> _Aim_: Update the lines starting at the one that has "of the large" and ending after the one that has "[(261, 471), (80, 453)]": swap "black wok" for "steel skillet" and keep everything else identical.

>> BEGIN Data to process

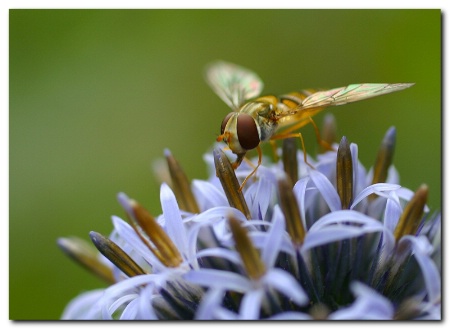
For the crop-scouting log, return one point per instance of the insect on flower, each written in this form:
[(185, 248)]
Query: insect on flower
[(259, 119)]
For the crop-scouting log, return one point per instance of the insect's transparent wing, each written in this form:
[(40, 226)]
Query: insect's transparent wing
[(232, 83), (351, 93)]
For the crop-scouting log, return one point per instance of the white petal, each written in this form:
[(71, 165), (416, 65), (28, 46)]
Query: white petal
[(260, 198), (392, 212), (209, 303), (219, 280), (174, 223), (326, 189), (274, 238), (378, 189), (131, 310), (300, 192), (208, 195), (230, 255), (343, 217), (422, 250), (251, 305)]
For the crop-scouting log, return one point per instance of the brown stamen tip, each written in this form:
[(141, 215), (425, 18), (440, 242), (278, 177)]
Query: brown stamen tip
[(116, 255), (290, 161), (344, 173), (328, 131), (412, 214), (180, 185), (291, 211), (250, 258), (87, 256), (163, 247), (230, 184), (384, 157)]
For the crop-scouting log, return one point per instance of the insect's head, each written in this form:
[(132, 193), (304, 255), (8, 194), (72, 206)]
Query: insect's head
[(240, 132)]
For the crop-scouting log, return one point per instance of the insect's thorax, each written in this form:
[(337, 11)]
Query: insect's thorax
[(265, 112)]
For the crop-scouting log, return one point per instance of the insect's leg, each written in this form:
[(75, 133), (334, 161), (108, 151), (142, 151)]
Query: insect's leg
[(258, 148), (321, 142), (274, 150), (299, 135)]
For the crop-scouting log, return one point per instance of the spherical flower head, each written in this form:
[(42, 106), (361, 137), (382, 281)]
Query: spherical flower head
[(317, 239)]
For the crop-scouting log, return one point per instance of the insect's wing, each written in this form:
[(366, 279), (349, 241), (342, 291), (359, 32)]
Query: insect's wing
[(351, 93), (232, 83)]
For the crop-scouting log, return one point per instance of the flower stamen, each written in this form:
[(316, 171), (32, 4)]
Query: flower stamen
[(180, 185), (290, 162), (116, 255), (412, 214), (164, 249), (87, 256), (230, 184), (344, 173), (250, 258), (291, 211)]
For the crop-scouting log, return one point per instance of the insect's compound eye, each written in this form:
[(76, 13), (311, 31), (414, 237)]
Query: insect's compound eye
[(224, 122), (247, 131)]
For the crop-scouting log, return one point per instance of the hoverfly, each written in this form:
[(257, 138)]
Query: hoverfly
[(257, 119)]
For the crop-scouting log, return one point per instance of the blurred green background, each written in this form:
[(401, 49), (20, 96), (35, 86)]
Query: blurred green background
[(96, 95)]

>> END Data to process
>> BEGIN Data to process

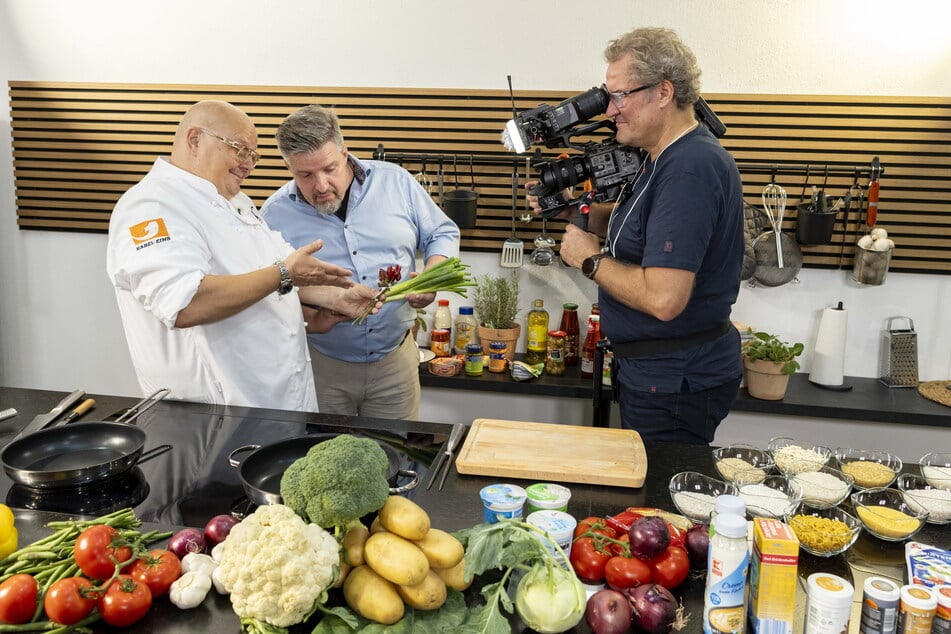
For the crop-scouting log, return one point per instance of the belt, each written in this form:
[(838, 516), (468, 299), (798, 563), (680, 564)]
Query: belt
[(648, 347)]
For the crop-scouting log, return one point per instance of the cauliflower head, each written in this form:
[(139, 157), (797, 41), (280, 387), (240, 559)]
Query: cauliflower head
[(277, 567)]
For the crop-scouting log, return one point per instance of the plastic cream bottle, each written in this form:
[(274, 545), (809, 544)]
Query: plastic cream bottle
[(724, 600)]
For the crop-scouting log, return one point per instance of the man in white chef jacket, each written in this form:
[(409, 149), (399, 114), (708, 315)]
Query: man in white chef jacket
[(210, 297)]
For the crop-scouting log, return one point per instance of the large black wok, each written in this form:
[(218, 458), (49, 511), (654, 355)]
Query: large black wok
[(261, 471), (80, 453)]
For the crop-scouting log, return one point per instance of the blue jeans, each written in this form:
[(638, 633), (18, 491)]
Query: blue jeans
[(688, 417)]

>> END Data to process
>> BEGIN Data to process

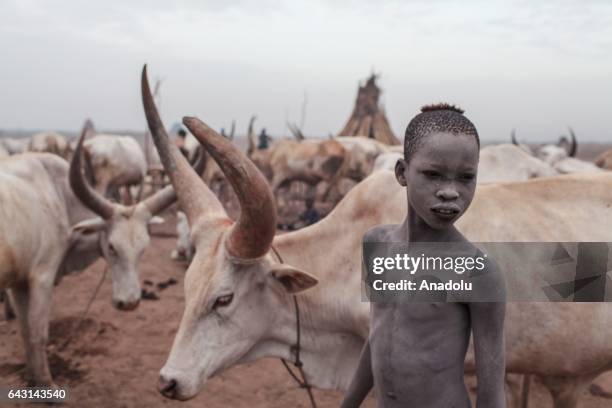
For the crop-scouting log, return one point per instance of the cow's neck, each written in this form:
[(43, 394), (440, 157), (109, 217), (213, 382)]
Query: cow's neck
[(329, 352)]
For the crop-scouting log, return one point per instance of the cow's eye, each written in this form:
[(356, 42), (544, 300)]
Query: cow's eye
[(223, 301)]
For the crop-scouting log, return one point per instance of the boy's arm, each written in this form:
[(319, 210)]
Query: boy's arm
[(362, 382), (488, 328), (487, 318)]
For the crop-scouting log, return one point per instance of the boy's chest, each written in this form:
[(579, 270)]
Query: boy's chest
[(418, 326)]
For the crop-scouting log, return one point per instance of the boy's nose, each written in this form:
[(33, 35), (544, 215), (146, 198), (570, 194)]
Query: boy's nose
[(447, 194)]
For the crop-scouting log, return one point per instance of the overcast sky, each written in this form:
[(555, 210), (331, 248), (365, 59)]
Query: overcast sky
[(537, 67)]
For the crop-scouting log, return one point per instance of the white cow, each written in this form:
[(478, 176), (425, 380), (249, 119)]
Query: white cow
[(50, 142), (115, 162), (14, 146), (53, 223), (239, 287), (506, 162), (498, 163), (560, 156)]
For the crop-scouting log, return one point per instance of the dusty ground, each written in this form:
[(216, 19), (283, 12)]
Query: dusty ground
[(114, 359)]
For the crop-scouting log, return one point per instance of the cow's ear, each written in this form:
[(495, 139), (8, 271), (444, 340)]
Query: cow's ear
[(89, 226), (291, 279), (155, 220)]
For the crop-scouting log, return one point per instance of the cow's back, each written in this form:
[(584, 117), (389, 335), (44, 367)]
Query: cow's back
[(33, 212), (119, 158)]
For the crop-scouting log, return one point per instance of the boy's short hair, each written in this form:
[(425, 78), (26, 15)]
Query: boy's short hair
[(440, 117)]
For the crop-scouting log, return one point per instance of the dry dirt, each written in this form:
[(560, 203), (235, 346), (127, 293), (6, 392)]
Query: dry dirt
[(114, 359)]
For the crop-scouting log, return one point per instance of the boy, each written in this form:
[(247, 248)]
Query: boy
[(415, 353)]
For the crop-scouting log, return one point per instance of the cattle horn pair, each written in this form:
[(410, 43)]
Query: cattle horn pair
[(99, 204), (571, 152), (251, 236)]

>> END Data to process

> _Answer to this exercise_:
For the crop-scouting log, return one point per instance of the large steel skillet, each written in this form:
[(218, 458), (49, 511), (654, 355)]
Query: large steel skillet
[(261, 471), (80, 453)]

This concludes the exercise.